• **Passage given**
Wednesday, 5 July 2017

Radio's Perennial Baby

Jerry Hausner was blessed with a long and interesting career in entertainment, but he may have been best known for something he wasn’t.

He played a baby.

Hausner was born in Cleveland on May 20, 1909 and attended art school in that city and Los Angeles. When the stock company he was in closed in 1929, its director went into radio and job him a job on the air. He continued to appear in theatres (road companies of “Family Upstairs” and “Sailor Beware” and on the Coast in “Of Mice and Men”), did several turns in vaudeville (including a stop at the Palace as part of Gaby and Hausner), and emceed personal appearances by rustic comic characters Lum and Abner, but it was in radio where he made his name. And though he played many parts, the five-foot-six Hausner made it as a specialist, called in when shows needed someone to imitate the sound of a baby crying.

He moved into television, appearing on Phil Silvers’ first network show on NBC in 1948. Three years later Hausner won what was supposed to have been a weekly role on I Love Lucy, only to see it chopped down to a semi-recurring part, and then ending when he quit after Desi Arnaz laced into him one night. He was a dialogue director at the UPA cartoon studio (and responsible for hiring Jim Backus as Mr. Magoo). He spent some time overseas with Radio Free Europe.

But let’s go back to those days when Hausner was appearing on The Fleischmann Hour, The Chase and Sanborn Program, Screen Guild, Texaco Star Theatre, Al Pearce and His Gang and many other shows. Here’s a nice biographical feature story from Radio Life magazine of January 5, 1947.

• **Request A**
List every radio program named in the passage on Jerry Hausner.
• **Request B**
Summarize the passage on Jerry Hausner in two sentences.
• **Request C**
Write out the passage on Jerry Hausner from the words "He moved into" up to and including the words "Radio Free Europe.".

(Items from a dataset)
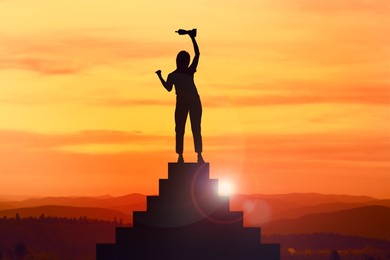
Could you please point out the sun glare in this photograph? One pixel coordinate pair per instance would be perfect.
(225, 188)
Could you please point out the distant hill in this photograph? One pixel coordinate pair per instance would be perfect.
(68, 212)
(368, 221)
(127, 204)
(259, 209)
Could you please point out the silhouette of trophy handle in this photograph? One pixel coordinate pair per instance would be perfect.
(191, 33)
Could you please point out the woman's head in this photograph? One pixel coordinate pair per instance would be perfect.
(182, 60)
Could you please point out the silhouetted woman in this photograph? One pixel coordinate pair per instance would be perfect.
(187, 97)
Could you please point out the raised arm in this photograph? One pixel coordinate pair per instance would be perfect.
(167, 84)
(195, 61)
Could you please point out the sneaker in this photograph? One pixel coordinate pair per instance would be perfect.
(180, 159)
(200, 158)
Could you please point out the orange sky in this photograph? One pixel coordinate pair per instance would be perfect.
(295, 95)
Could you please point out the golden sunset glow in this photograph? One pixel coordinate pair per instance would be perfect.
(295, 95)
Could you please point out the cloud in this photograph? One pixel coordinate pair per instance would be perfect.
(303, 93)
(69, 53)
(13, 139)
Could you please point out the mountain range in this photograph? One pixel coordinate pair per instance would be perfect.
(281, 214)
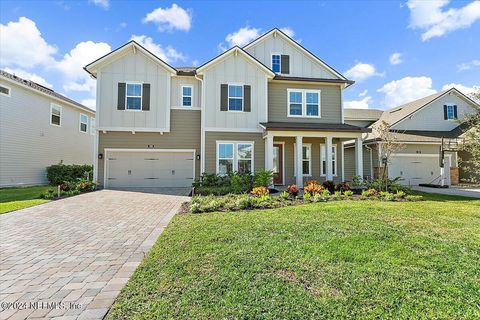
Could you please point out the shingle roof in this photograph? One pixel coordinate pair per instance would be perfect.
(362, 114)
(38, 87)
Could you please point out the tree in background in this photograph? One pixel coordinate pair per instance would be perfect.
(472, 139)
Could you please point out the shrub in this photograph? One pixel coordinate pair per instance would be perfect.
(329, 185)
(260, 191)
(312, 187)
(293, 190)
(263, 178)
(348, 193)
(343, 186)
(60, 173)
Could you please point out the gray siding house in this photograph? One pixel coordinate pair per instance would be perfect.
(38, 128)
(269, 105)
(421, 126)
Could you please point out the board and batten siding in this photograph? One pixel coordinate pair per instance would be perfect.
(211, 139)
(330, 102)
(431, 117)
(176, 91)
(235, 69)
(185, 134)
(301, 65)
(136, 68)
(29, 143)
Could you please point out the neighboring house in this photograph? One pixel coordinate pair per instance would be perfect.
(269, 105)
(421, 126)
(38, 128)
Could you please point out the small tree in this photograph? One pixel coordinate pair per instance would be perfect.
(472, 139)
(389, 144)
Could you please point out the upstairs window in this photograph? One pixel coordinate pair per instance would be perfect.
(55, 115)
(83, 123)
(187, 96)
(134, 96)
(276, 63)
(235, 98)
(5, 91)
(303, 103)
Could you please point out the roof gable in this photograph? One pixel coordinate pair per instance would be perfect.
(130, 47)
(277, 32)
(236, 50)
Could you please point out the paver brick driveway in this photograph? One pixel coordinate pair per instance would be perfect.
(73, 256)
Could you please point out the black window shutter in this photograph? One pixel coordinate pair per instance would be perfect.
(146, 96)
(285, 64)
(121, 96)
(247, 98)
(224, 97)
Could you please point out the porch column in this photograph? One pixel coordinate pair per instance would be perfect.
(269, 152)
(299, 157)
(358, 157)
(328, 158)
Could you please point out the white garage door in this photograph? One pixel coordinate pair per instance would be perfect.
(416, 169)
(148, 169)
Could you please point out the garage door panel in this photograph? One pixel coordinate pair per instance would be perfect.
(149, 169)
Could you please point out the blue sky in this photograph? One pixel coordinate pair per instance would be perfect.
(395, 50)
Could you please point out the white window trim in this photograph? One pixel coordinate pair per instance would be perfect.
(182, 96)
(271, 62)
(309, 145)
(334, 146)
(228, 96)
(235, 154)
(52, 105)
(93, 126)
(9, 94)
(452, 105)
(80, 123)
(304, 103)
(127, 96)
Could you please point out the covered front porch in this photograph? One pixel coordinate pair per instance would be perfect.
(306, 151)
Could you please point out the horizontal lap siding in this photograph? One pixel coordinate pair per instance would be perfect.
(330, 102)
(211, 148)
(185, 134)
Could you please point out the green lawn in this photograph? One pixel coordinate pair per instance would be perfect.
(335, 260)
(18, 198)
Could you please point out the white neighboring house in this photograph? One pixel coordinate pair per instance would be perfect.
(38, 128)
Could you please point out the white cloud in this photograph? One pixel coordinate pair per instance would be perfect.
(29, 76)
(171, 18)
(71, 66)
(361, 71)
(168, 54)
(395, 58)
(242, 36)
(430, 17)
(468, 65)
(407, 89)
(464, 89)
(22, 45)
(288, 31)
(101, 3)
(358, 104)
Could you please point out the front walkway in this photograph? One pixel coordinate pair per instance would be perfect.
(454, 191)
(72, 257)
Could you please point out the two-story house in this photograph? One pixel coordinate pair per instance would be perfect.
(269, 105)
(429, 131)
(38, 128)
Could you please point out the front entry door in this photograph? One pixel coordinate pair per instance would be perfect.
(278, 164)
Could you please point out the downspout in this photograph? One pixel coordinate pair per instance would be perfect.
(202, 127)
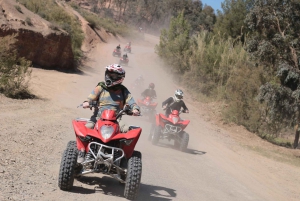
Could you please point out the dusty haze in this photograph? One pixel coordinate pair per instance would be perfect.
(223, 162)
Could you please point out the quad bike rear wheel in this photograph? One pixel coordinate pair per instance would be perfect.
(184, 142)
(67, 167)
(155, 135)
(133, 177)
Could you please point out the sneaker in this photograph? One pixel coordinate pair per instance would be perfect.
(80, 157)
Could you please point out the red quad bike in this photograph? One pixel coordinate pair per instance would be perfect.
(147, 107)
(171, 128)
(107, 151)
(124, 61)
(117, 52)
(127, 49)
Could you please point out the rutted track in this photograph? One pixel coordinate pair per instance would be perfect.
(34, 134)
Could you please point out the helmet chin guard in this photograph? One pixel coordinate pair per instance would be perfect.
(114, 74)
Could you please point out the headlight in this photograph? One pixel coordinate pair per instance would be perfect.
(106, 131)
(175, 119)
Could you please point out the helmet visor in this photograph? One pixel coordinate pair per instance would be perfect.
(113, 75)
(179, 96)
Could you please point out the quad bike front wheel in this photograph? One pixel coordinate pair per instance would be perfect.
(133, 177)
(184, 142)
(67, 167)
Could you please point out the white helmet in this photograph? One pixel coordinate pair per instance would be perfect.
(114, 74)
(178, 95)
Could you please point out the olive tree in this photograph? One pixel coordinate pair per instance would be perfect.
(274, 43)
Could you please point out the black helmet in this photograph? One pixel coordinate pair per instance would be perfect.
(114, 74)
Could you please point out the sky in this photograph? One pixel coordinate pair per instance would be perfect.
(215, 4)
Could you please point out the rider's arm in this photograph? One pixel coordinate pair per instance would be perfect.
(184, 106)
(154, 93)
(94, 94)
(167, 102)
(144, 93)
(130, 101)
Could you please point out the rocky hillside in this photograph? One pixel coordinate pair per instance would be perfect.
(38, 40)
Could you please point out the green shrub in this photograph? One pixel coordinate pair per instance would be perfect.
(14, 72)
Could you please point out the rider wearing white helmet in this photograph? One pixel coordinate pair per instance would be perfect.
(112, 95)
(175, 103)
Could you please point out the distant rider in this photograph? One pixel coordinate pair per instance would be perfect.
(125, 57)
(112, 95)
(118, 48)
(149, 92)
(175, 103)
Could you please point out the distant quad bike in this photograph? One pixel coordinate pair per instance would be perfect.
(171, 128)
(137, 86)
(107, 151)
(148, 108)
(124, 61)
(127, 49)
(117, 52)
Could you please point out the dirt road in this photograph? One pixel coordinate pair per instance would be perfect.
(34, 134)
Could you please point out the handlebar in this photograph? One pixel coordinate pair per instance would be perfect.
(125, 110)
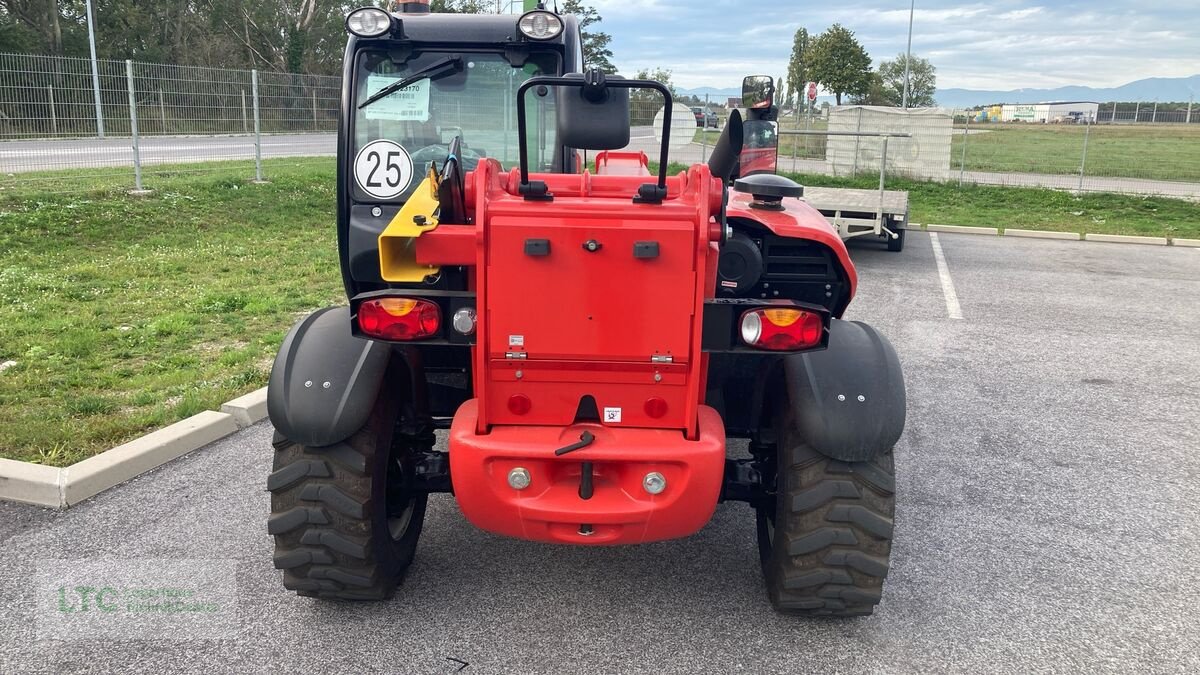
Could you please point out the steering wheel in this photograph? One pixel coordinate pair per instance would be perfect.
(438, 153)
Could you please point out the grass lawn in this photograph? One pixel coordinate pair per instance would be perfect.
(1032, 208)
(1026, 208)
(1150, 151)
(127, 314)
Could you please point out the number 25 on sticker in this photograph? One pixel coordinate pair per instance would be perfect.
(383, 169)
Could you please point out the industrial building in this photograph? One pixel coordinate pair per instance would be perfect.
(1051, 113)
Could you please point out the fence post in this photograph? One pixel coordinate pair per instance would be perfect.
(883, 173)
(963, 162)
(258, 132)
(54, 117)
(1083, 162)
(162, 111)
(857, 141)
(95, 73)
(133, 125)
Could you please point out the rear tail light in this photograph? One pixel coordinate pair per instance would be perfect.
(400, 318)
(781, 329)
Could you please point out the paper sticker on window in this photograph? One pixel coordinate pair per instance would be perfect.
(411, 103)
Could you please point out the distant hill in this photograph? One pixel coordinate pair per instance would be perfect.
(714, 95)
(1152, 89)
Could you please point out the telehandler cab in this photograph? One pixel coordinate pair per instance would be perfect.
(588, 338)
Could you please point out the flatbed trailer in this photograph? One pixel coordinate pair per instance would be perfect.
(863, 213)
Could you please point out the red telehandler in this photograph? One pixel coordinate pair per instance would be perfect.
(587, 339)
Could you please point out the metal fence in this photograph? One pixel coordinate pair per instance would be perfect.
(60, 123)
(132, 121)
(1141, 159)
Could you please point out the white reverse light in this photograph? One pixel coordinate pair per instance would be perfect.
(654, 483)
(540, 24)
(465, 321)
(520, 478)
(751, 328)
(369, 22)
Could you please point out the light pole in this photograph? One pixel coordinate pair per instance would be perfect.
(95, 73)
(907, 59)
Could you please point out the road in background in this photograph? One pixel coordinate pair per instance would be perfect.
(18, 156)
(1045, 514)
(21, 156)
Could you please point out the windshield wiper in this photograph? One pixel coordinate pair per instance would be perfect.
(432, 71)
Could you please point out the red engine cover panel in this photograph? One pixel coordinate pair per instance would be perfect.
(601, 305)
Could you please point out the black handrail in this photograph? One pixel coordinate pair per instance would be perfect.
(582, 82)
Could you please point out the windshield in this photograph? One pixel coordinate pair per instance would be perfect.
(474, 100)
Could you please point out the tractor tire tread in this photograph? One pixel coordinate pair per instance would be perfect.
(833, 535)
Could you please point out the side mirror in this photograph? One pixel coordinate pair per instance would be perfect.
(757, 91)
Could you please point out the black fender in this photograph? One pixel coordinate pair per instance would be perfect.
(324, 381)
(849, 399)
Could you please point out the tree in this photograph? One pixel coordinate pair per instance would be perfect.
(875, 94)
(597, 53)
(922, 82)
(645, 103)
(41, 18)
(798, 66)
(839, 63)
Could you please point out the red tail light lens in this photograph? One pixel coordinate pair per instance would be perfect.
(781, 329)
(400, 318)
(520, 404)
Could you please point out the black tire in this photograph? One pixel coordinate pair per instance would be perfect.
(826, 537)
(345, 521)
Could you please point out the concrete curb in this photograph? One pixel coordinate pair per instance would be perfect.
(1126, 239)
(30, 483)
(963, 230)
(247, 410)
(97, 473)
(61, 488)
(1063, 236)
(1043, 234)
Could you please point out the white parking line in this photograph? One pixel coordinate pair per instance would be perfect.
(943, 272)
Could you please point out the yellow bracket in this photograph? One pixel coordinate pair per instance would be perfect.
(397, 243)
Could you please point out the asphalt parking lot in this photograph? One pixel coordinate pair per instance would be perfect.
(1048, 514)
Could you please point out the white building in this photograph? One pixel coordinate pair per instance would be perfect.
(1050, 113)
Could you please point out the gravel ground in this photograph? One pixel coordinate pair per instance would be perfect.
(1047, 515)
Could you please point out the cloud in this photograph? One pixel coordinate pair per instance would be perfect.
(1000, 45)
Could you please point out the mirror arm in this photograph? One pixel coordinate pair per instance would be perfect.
(645, 193)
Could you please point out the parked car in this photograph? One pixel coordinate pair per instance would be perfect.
(705, 118)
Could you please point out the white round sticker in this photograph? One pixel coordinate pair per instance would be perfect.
(383, 168)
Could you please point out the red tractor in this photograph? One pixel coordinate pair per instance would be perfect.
(589, 339)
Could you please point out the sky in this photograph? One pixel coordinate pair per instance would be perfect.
(996, 46)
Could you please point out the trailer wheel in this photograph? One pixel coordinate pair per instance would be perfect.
(826, 537)
(345, 518)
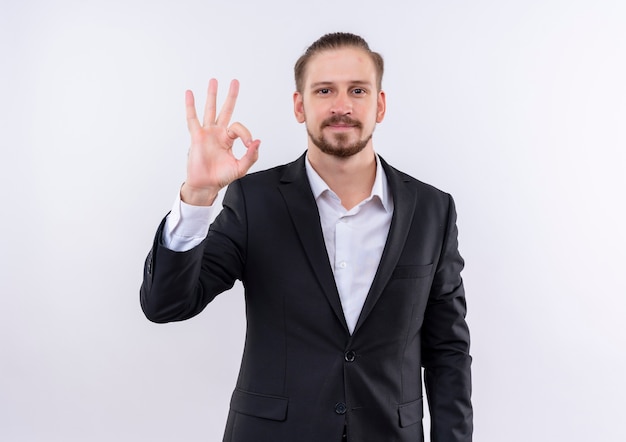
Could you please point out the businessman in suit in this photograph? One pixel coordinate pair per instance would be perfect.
(350, 267)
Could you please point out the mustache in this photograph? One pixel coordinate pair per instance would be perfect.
(340, 119)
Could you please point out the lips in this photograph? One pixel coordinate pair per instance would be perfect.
(340, 122)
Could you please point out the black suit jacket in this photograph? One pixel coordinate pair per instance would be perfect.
(303, 376)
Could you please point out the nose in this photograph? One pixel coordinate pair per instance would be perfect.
(342, 104)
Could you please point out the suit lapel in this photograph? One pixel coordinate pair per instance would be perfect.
(404, 199)
(296, 190)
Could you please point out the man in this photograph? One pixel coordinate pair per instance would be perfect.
(351, 268)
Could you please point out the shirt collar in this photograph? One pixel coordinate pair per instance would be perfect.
(380, 188)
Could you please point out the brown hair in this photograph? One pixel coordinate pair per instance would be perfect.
(337, 40)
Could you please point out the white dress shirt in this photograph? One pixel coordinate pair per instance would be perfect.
(354, 238)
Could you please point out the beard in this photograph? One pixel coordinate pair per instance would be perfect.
(339, 147)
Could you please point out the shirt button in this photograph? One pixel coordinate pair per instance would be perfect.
(340, 408)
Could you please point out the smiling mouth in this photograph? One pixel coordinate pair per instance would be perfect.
(341, 123)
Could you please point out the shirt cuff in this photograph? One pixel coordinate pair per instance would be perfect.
(186, 226)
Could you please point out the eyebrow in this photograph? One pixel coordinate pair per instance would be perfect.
(330, 83)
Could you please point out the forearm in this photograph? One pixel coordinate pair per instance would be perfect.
(446, 346)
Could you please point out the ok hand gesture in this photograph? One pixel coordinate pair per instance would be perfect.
(211, 164)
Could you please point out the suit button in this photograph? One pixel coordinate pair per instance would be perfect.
(340, 408)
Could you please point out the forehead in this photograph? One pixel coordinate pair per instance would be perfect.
(340, 65)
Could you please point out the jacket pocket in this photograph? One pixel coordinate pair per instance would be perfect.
(259, 405)
(406, 272)
(410, 413)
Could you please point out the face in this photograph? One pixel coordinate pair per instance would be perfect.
(339, 102)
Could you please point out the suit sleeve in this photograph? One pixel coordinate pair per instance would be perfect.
(445, 345)
(179, 285)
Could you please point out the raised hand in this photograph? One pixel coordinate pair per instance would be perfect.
(211, 164)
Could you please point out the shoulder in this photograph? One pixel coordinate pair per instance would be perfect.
(398, 179)
(275, 175)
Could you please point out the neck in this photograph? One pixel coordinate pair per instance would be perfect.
(351, 178)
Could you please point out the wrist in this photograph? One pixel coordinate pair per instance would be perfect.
(198, 196)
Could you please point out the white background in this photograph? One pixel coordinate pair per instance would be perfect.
(517, 108)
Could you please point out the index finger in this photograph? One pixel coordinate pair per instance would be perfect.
(229, 105)
(209, 105)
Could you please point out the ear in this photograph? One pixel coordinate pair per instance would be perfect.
(381, 106)
(298, 107)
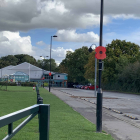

• **Task response A**
The Fleischmann Hour
The Chase and Sanborn Program
Screen Guild
Texaco Star Theatre
Al Pearce and His Gang

• **Task response B**
Jerry Hausner, born in Cleveland in 1909, worked in theater and vaudeville, but he made his name in radio as a specialist who imitated the sound of a crying baby. He later moved into television, where a planned weekly role on I Love Lucy became a semi-recurring part that ended when he quit, and he also worked as a dialogue director at the UPA cartoon studio and spent time overseas with Radio Free Europe.

• **Task response C**
He moved into television, appearing on Phil Silvers’ first network show on NBC in 1948. Three years later Hausner won what was supposed to have been a weekly role on I Love Lucy, only to see it chopped down to a semi-recurring part, and then ending when he quit after Desi Arnaz laced into him one night. He was a dialogue director at the UPA cartoon studio (and responsible for hiring Jim Backus as Mr. Magoo). He spent some time overseas with Radio Free Europe.